• **EXTRACT PROVIDED**:
::::::::::
But I'm sensing a losing battle, my friend. Unless she's wanting you to take over -- and it doesn't seem she is... 

And a happy marriage is....by far....your soundest financial plan .


----------



## OhGreatGuru (May 24, 2009)

It's not a mish-mash. It's a portfolio fund. The asset class is Global Equity Balanced. According to Globegund it is slightly outperforming the Group Average for this Class. But in fact it closely tracks the Globe Global Equity Peer Index, which implies it may be a kind of closet indexer in disguise.

http://www.theglobeandmail.com/globe-investor/funds-and-etfs/funds/summary/?id=68987&cid=5320

Globefund and Morningstar Ratings are both only 3 Star. 

I agree the MER is high, but it not unusal for this asset class. The performance is unimpressive, but that is a reflection on the whole asset class and what has been happening to global markets over the last decade, not a reflection on the fund itself.

Is the question whether she could have done better with index funds or ETFs emulating the same asset allocation; or whether she could have done better with a different asset allocation? These are 2 different arguments.
::::::::::
• **EXERCISE A**: Report each line of the records that contains the string "countertop", treating uppercase and lowercase as different.
The fund discussion above has no connection to the records that follow.
::::::::::
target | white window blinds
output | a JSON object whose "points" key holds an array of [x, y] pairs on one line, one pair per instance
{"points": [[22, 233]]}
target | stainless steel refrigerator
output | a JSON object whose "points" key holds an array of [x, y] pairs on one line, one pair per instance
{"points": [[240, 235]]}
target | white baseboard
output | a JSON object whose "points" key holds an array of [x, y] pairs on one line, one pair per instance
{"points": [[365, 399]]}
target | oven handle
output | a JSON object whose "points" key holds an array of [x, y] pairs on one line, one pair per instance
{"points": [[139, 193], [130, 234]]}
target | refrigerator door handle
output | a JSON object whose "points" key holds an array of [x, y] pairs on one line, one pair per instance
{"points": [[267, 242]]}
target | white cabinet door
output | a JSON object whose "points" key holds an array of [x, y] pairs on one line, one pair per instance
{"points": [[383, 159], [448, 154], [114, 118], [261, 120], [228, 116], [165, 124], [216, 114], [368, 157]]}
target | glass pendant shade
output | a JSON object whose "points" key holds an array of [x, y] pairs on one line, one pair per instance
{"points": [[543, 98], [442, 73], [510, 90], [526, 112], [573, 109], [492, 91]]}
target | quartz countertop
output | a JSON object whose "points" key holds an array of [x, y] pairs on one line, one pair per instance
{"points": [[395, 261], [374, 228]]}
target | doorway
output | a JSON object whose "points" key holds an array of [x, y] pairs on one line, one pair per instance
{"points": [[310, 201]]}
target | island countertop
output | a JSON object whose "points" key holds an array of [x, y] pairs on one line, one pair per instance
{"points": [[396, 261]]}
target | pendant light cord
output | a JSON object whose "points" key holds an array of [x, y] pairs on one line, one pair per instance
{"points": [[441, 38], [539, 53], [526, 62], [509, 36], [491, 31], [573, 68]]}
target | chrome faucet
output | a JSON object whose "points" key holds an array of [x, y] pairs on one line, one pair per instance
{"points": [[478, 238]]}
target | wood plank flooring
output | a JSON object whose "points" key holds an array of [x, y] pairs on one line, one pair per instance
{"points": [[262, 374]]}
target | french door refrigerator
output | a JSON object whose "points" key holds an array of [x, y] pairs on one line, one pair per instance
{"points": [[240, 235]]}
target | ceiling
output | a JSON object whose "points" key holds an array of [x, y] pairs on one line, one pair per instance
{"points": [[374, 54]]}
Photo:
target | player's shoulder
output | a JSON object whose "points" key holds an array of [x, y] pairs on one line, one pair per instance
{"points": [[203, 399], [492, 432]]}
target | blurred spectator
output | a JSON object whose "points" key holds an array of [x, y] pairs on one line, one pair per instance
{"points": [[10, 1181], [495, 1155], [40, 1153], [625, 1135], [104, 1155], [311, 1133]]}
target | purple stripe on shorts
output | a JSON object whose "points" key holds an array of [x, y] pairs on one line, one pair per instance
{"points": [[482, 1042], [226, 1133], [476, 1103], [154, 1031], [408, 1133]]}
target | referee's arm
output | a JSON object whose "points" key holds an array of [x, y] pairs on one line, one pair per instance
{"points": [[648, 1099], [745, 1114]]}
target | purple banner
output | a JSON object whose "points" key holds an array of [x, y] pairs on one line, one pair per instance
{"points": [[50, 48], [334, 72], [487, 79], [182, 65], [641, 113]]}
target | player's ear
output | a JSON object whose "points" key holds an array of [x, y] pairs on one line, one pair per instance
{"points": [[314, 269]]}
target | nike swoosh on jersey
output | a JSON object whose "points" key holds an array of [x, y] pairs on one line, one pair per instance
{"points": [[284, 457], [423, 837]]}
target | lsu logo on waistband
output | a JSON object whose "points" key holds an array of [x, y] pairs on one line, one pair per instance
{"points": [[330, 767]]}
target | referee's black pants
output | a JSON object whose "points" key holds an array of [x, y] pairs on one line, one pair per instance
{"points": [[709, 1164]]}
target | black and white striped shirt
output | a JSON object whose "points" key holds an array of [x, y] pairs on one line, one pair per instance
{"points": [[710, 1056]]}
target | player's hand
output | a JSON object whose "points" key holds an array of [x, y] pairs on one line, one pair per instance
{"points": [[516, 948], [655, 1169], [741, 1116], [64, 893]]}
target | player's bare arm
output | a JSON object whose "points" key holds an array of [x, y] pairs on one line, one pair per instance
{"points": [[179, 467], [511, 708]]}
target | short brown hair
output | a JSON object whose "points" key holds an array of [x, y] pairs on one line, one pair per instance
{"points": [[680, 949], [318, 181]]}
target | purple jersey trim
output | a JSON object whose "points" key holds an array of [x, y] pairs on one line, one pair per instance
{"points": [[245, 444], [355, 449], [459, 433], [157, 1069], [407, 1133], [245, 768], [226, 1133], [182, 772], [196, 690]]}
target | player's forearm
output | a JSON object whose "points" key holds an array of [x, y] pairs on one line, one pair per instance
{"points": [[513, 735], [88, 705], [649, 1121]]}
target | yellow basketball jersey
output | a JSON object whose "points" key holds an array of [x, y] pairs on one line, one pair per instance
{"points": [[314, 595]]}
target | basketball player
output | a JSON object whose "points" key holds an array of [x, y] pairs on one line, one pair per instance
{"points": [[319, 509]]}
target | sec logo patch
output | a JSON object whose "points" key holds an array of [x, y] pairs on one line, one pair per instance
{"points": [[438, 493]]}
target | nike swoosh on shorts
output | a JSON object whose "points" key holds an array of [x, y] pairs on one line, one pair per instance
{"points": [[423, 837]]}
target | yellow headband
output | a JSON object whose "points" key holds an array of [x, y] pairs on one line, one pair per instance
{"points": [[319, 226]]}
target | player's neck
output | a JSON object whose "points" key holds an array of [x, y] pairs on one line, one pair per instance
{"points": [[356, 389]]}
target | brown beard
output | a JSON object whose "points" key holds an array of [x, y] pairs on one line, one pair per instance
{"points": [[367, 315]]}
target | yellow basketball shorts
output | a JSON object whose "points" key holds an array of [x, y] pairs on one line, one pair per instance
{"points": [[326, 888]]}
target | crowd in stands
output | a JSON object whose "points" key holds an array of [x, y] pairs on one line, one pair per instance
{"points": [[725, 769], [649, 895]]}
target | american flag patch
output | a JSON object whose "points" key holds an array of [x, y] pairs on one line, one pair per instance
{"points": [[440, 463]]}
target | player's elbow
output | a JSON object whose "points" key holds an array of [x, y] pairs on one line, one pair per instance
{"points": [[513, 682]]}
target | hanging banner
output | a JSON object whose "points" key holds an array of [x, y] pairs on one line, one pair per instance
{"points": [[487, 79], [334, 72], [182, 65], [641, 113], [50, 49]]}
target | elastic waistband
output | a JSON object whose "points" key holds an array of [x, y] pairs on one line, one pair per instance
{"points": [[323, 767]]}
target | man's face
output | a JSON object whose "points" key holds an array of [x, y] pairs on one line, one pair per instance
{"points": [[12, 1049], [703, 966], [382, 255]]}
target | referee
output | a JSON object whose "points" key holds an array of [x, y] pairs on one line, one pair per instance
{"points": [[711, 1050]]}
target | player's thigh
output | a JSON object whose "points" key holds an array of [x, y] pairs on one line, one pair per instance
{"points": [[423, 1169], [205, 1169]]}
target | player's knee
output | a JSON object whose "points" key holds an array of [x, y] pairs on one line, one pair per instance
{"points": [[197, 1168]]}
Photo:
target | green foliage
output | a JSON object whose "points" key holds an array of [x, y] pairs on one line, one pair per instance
::::::::::
• **EXERCISE B**: In the fund discussion, what asset class is the portfolio fund said to belong to?

• **TASK OUTPUT A**:
target | quartz countertop
target | island countertop

• **TASK OUTPUT B**: Global Equity Balanced.